WHAT IS REQUIRED ->
Summarize the passage about the series Anacostia in two sentences.

EXCERPT TO READ ->
Anacostia was created in 2009 by Anderson, who also writes, executive produces and stars in the series. Byrne serves as executive producer. Lora Lee, Jamie Misiak and Alexis Robinson Smith are among the series' line producers. Marion Akpan, Christopher Bair, Pasha Diallo, India Doy-Young, Antonio Harrison Jr., Kena Hodges, William Lash, Rolfini Whidbee, and Spencer Bruttig serve as producers. Previous producers include Fritz Brekeller, the seasons 1-5 supervising producer, Tommy Zamberlan, as the seasons 1-5 Senior Producer, and Benjamin Bryant as co-executive producer of seasons 1-5.

Byrne, known for her longtime role on the defunct CBS soap opera As the World Turns, joined the series in the role of high-powered madame Alexis Jordan in 2011. In September 2015, Soap Opera Digest reported that Byrne's former As the World Turns co-star Elizabeth Hubbard would also appear on Anacostia as Eva Montgomery, in scenes directed and co-written by Byrne.

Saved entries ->
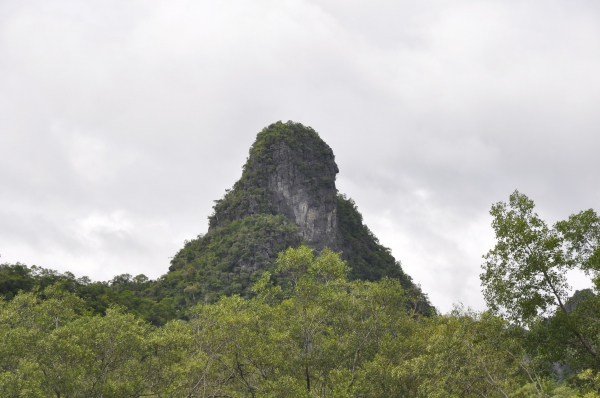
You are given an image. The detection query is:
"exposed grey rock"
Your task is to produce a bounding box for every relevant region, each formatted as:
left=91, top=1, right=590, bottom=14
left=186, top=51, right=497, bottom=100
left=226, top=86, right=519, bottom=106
left=268, top=142, right=340, bottom=250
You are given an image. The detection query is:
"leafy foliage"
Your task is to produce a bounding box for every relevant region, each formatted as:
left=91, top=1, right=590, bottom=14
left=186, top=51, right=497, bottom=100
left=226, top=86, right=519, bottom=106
left=0, top=246, right=556, bottom=398
left=151, top=214, right=301, bottom=315
left=337, top=194, right=435, bottom=315
left=481, top=191, right=600, bottom=389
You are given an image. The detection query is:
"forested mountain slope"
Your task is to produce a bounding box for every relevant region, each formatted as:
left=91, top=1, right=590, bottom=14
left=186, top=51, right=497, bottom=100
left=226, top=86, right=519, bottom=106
left=156, top=122, right=433, bottom=313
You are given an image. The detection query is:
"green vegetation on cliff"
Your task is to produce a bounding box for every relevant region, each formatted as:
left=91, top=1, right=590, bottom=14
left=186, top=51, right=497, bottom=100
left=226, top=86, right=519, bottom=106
left=0, top=192, right=600, bottom=398
left=0, top=246, right=580, bottom=398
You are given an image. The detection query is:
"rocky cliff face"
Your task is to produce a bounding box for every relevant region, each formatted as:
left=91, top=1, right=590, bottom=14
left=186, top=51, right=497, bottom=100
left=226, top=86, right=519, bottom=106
left=166, top=122, right=433, bottom=314
left=210, top=122, right=340, bottom=250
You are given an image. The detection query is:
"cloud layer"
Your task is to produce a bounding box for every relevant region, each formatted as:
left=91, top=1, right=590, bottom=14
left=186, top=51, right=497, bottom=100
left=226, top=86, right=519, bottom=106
left=0, top=0, right=600, bottom=311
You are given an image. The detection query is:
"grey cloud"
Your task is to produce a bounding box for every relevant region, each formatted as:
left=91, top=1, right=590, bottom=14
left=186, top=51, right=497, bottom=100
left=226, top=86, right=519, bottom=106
left=0, top=0, right=600, bottom=310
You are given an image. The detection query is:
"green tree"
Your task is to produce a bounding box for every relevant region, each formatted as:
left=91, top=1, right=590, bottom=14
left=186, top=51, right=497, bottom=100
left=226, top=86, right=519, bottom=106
left=481, top=191, right=600, bottom=369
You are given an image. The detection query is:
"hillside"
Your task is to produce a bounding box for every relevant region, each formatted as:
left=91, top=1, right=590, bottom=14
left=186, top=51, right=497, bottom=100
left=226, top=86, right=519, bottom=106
left=155, top=122, right=433, bottom=313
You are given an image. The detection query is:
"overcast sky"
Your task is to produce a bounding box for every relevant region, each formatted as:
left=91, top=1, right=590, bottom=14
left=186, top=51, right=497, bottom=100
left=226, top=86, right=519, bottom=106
left=0, top=0, right=600, bottom=311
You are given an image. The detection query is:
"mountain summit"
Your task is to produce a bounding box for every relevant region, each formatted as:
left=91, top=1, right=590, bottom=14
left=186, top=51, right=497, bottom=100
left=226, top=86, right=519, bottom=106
left=160, top=122, right=432, bottom=313
left=209, top=122, right=340, bottom=251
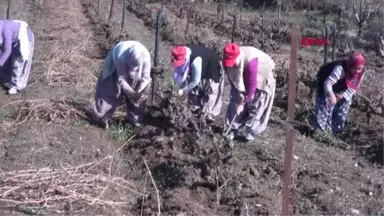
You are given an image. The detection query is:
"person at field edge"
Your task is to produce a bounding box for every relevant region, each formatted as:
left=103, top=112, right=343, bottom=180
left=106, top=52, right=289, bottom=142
left=315, top=51, right=365, bottom=134
left=172, top=44, right=224, bottom=122
left=0, top=20, right=35, bottom=94
left=222, top=43, right=276, bottom=141
left=88, top=41, right=152, bottom=128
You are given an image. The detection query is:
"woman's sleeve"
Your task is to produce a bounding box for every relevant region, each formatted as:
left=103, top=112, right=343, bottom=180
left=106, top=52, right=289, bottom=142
left=324, top=66, right=344, bottom=95
left=244, top=58, right=258, bottom=102
left=183, top=57, right=203, bottom=92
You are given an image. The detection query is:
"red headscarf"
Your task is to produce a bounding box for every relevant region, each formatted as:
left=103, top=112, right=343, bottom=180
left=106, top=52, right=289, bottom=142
left=345, top=52, right=365, bottom=90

RESPONSE AREA ->
Anacostia was created in 2009 by Anderson, who also writes, executive produces and stars in the series, while Byrne serves as executive producer alongside a number of line producers and producers. Byrne, known for her longtime role on As the World Turns, joined the series in 2011 as madame Alexis Jordan, and in September 2015 Soap Opera Digest reported that her former co-star Elizabeth Hubbard would appear as Eva Montgomery in scenes directed and co-written by Byrne.